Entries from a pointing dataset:
──────
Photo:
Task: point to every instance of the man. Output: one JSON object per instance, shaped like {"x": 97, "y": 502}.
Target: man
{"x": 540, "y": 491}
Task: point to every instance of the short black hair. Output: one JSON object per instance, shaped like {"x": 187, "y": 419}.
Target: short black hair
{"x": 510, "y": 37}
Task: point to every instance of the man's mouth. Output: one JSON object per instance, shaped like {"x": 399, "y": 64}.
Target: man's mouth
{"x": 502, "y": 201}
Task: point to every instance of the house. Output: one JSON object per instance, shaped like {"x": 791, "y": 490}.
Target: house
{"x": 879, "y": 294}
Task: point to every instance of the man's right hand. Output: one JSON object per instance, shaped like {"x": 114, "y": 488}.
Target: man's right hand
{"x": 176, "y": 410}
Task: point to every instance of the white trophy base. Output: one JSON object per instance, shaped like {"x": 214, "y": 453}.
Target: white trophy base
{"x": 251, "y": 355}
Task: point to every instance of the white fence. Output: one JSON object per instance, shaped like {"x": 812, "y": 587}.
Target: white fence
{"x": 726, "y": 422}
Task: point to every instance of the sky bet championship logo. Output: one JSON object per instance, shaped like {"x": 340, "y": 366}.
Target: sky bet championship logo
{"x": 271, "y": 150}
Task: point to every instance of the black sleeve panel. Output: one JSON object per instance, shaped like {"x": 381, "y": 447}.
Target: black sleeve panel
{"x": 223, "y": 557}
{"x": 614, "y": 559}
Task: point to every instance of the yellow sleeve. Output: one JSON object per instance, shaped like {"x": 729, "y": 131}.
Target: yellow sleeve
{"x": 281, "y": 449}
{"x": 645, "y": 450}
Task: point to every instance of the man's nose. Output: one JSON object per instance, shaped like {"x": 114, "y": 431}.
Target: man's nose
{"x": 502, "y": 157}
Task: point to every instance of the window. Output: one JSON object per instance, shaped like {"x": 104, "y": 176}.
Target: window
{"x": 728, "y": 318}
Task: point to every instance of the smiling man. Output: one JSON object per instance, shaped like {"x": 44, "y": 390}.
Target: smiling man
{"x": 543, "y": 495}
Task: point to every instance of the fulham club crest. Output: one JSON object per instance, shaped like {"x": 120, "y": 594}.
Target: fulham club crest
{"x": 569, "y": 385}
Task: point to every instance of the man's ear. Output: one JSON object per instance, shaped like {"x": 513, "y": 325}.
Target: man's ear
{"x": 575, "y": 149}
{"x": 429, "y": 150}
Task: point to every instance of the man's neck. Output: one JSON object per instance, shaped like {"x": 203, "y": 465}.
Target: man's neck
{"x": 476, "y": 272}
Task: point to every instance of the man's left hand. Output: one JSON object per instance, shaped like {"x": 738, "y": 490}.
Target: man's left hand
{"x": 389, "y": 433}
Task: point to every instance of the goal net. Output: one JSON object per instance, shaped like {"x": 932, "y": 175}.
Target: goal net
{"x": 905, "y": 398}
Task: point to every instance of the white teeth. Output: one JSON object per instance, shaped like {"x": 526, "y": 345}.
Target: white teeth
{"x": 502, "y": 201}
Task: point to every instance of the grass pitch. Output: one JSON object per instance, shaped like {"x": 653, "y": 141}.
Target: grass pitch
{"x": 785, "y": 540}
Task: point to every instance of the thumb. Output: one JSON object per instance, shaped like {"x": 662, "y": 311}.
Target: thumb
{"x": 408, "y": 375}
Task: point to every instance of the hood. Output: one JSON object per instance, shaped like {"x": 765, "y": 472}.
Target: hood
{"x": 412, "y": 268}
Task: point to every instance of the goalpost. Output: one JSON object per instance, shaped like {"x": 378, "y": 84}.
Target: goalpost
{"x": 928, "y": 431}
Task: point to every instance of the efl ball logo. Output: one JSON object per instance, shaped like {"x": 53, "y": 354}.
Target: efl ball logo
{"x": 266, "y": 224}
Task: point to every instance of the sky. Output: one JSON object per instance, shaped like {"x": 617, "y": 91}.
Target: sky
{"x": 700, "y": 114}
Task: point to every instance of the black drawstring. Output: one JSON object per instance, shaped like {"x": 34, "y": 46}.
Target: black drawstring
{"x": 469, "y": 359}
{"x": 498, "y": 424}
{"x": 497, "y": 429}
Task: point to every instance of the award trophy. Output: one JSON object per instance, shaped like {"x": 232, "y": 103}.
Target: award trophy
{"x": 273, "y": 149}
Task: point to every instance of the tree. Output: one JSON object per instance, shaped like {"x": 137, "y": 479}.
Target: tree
──────
* YOUR INSTRUCTIONS
Please quote nothing but the lines from the line with "Task: point to every instance of the man's neck." through the end of the data above, exactly as written, ends included.

* COMPLETED TASK
Task: point to every instance of the man's neck. Output: one JSON object per instance, shaped like {"x": 203, "y": 465}.
Target: man's neck
{"x": 476, "y": 272}
Task: point to every instance of the man's left hand. Output: one JSON object per instance, shaped like {"x": 738, "y": 490}.
Target: man's left hand
{"x": 389, "y": 433}
Task: point to every instance of the goal net. Output: one JSON object per instance, shaped like {"x": 932, "y": 175}.
Target: goal net
{"x": 905, "y": 398}
Task: point to every instance of the white teeth. Output: one JSON object per instance, shaped like {"x": 526, "y": 345}.
Target: white teeth
{"x": 502, "y": 201}
Task: point to every instance of the grass pitch. Output: one JSON object per instance, shaped like {"x": 653, "y": 141}.
Target: grass pitch
{"x": 785, "y": 540}
Task: point to every instance of the thumb. Output: one JSON object per instance, shaped like {"x": 662, "y": 311}.
Target: thumb
{"x": 408, "y": 375}
Task: point to every instance of the hood. Output: one JSON object per instance, shaped like {"x": 765, "y": 472}.
Target: hood
{"x": 412, "y": 268}
Task: point to every instance of the goalpost. Output: one JSON object per instance, shaped like {"x": 378, "y": 84}.
Target: goalpost
{"x": 928, "y": 431}
Task: point to every instance of the efl ball logo. Output: one JSON object per instance, shaped like {"x": 53, "y": 354}.
Target: efl ball logo
{"x": 266, "y": 224}
Task: point to every instance of the sky. Output: one JSON object per instance, shaped like {"x": 617, "y": 91}.
Target: sky
{"x": 700, "y": 114}
Task: point to every instance of the black drawstring. Output: one JSON object per instance, shaped like {"x": 34, "y": 46}.
Target: black drawstring
{"x": 469, "y": 359}
{"x": 498, "y": 424}
{"x": 497, "y": 429}
Task: point to every instance of the award trophy. Output: one JSON object per instance, shaped like {"x": 232, "y": 103}.
Target: award trophy
{"x": 273, "y": 149}
Task: point to every instance of the tree. Output: one JSON object per instance, shaped like {"x": 137, "y": 479}.
Target: tree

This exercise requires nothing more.